> Problem requirements: Include only the line with "Input query: man in dark suit" and the lines after it, each reproduced exactly as it stands in the entries below.
————————
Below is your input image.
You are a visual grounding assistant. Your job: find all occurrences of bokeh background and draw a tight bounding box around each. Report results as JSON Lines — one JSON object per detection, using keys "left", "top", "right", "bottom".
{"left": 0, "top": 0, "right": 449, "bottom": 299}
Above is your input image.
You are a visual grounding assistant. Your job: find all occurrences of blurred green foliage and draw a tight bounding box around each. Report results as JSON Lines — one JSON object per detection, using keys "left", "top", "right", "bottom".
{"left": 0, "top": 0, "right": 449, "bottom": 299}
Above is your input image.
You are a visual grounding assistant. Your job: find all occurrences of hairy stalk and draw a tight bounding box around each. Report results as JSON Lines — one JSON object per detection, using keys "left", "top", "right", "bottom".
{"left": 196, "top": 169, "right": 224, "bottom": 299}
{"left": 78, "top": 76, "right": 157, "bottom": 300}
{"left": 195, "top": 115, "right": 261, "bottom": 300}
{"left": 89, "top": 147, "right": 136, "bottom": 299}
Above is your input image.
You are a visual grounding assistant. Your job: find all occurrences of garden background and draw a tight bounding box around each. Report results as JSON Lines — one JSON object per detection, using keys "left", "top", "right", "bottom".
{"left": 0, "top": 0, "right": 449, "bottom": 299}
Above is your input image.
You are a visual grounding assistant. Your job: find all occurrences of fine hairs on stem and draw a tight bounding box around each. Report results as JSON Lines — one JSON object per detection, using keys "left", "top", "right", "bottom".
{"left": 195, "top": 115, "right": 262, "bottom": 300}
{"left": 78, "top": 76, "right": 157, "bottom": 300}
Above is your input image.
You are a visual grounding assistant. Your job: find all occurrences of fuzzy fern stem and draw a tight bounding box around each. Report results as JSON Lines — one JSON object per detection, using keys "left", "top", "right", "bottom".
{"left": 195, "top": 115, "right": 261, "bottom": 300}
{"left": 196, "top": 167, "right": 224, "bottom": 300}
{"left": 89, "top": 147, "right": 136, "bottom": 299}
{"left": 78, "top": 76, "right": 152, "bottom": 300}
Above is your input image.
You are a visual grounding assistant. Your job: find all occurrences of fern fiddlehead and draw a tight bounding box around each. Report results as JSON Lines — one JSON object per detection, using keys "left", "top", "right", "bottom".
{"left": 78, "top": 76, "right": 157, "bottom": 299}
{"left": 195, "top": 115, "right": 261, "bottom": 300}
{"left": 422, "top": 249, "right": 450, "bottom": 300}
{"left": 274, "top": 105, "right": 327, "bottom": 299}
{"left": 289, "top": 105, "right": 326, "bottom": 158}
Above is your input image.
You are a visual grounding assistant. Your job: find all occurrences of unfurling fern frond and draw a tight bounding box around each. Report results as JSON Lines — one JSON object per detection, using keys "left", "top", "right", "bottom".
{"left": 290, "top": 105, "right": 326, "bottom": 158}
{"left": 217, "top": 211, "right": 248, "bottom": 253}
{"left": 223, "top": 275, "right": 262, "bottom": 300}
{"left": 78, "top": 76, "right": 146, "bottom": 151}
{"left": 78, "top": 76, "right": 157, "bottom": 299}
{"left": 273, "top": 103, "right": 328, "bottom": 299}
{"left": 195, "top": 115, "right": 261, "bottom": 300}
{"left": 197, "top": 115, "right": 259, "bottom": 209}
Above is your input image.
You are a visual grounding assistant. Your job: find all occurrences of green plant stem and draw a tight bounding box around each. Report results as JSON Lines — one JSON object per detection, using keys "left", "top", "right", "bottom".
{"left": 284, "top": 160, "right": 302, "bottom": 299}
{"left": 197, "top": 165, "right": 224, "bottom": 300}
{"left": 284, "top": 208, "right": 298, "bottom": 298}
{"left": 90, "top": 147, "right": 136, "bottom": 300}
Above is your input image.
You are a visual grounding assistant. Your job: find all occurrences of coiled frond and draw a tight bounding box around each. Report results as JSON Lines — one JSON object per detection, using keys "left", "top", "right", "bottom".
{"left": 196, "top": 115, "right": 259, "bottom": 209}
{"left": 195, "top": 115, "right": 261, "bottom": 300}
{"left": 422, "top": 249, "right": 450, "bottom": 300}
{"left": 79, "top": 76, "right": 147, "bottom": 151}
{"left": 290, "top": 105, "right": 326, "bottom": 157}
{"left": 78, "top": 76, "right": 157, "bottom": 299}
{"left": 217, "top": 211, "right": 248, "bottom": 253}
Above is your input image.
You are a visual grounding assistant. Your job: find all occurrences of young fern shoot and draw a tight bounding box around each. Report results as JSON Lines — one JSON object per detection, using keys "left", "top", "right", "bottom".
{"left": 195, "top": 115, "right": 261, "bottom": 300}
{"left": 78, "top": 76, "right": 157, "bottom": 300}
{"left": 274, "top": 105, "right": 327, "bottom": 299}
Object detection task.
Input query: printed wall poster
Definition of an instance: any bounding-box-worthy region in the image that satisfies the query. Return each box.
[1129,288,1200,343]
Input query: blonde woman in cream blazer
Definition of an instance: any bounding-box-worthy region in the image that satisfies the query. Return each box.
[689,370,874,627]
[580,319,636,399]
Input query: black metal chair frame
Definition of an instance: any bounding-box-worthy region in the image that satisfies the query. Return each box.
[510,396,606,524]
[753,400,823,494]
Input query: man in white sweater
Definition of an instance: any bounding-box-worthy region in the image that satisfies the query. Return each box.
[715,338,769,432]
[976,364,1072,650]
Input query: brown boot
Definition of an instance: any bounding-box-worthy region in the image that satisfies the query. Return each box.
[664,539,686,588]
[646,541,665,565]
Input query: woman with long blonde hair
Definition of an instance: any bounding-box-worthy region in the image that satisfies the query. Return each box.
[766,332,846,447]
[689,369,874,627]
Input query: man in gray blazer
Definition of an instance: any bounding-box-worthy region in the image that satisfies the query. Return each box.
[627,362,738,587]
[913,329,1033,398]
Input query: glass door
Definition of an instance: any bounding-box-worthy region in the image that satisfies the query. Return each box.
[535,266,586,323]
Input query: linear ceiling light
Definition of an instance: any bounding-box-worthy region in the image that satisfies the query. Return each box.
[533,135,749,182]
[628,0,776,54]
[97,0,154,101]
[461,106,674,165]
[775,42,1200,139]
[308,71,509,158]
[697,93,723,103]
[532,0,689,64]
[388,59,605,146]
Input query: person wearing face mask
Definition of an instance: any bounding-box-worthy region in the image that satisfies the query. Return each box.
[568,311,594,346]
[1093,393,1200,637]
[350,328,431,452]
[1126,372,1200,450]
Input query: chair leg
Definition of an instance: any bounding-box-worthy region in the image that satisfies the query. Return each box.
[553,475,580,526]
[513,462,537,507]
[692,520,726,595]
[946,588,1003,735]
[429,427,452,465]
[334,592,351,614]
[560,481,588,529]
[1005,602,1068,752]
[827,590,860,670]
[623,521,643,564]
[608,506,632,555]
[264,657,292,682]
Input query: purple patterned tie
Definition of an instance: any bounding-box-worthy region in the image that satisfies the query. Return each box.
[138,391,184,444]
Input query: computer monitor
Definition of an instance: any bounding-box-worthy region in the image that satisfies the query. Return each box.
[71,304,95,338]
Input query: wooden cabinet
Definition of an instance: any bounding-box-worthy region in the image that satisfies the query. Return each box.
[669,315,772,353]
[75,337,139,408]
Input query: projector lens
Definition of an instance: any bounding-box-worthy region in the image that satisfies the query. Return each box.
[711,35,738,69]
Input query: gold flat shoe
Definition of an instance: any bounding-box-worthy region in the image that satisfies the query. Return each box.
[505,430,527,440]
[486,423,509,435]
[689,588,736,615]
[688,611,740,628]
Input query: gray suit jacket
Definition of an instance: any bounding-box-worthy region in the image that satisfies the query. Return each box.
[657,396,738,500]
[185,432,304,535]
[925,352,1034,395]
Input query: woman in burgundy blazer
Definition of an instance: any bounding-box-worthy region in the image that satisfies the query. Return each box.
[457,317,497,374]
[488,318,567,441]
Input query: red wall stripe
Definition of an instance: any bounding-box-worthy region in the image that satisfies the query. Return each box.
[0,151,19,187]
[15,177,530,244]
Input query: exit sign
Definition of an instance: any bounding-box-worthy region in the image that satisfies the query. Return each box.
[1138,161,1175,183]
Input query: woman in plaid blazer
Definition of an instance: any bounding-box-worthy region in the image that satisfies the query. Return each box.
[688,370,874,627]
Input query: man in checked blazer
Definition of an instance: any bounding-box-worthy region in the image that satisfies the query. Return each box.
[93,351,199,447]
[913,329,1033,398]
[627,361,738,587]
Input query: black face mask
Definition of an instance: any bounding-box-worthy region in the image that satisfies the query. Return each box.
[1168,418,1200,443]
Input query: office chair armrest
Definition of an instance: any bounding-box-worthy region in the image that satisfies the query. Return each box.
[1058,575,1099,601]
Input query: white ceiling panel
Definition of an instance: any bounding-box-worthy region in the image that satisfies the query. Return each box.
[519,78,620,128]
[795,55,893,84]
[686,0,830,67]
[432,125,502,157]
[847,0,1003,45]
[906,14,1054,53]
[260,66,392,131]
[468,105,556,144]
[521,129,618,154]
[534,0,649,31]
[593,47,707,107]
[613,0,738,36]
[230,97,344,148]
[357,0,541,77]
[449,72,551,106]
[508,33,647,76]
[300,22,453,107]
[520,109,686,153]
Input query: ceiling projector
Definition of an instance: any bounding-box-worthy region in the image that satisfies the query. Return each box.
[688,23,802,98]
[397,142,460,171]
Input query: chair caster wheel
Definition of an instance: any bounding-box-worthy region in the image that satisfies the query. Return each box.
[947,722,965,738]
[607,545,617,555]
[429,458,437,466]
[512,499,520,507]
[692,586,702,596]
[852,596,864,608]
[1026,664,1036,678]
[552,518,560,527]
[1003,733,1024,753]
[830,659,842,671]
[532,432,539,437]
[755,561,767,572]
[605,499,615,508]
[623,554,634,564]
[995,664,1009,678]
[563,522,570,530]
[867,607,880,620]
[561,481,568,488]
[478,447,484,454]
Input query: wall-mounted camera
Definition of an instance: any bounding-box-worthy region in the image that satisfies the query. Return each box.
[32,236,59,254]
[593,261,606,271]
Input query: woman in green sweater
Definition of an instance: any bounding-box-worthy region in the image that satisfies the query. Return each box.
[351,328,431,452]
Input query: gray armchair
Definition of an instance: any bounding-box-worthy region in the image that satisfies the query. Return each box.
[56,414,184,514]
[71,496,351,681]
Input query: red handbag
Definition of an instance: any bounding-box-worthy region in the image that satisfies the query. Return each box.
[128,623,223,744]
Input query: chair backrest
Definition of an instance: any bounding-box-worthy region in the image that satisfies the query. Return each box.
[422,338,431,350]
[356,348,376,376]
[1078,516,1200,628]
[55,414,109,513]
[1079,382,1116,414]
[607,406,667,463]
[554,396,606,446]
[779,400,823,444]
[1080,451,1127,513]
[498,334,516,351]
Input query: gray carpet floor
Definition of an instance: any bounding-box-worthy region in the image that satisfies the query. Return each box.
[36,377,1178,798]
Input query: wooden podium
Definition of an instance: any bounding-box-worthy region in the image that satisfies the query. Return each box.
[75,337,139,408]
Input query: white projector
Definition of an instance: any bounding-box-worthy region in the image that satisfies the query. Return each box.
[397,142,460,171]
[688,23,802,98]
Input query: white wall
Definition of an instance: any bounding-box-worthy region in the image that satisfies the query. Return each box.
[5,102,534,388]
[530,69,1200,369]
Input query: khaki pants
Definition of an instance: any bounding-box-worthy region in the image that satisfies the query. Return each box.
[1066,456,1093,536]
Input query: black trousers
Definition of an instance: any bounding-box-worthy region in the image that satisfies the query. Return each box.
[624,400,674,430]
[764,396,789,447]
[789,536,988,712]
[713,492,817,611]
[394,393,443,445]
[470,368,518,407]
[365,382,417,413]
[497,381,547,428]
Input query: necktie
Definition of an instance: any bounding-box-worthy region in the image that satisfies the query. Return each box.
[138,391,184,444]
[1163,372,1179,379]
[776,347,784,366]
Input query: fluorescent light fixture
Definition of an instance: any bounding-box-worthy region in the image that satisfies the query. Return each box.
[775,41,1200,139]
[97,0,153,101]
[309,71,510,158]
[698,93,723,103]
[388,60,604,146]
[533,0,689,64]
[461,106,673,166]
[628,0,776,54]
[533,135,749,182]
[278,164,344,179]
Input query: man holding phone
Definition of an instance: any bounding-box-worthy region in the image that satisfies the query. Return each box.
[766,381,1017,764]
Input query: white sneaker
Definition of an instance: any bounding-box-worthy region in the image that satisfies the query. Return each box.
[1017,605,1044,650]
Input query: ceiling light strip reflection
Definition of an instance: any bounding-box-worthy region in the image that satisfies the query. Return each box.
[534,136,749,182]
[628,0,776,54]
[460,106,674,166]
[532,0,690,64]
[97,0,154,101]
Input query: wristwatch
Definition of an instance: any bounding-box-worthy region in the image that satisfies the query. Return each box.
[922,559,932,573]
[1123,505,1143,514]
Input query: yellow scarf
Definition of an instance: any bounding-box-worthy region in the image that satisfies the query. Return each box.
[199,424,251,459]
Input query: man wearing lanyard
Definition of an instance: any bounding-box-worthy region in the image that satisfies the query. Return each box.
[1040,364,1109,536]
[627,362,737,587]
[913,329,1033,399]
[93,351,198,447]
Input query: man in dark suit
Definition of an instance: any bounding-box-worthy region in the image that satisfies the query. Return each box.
————————
> Response to this task:
Input query: man in dark suit
Definition of an instance: any bounding-box-worthy region in the image that satisfies the query. Return each box.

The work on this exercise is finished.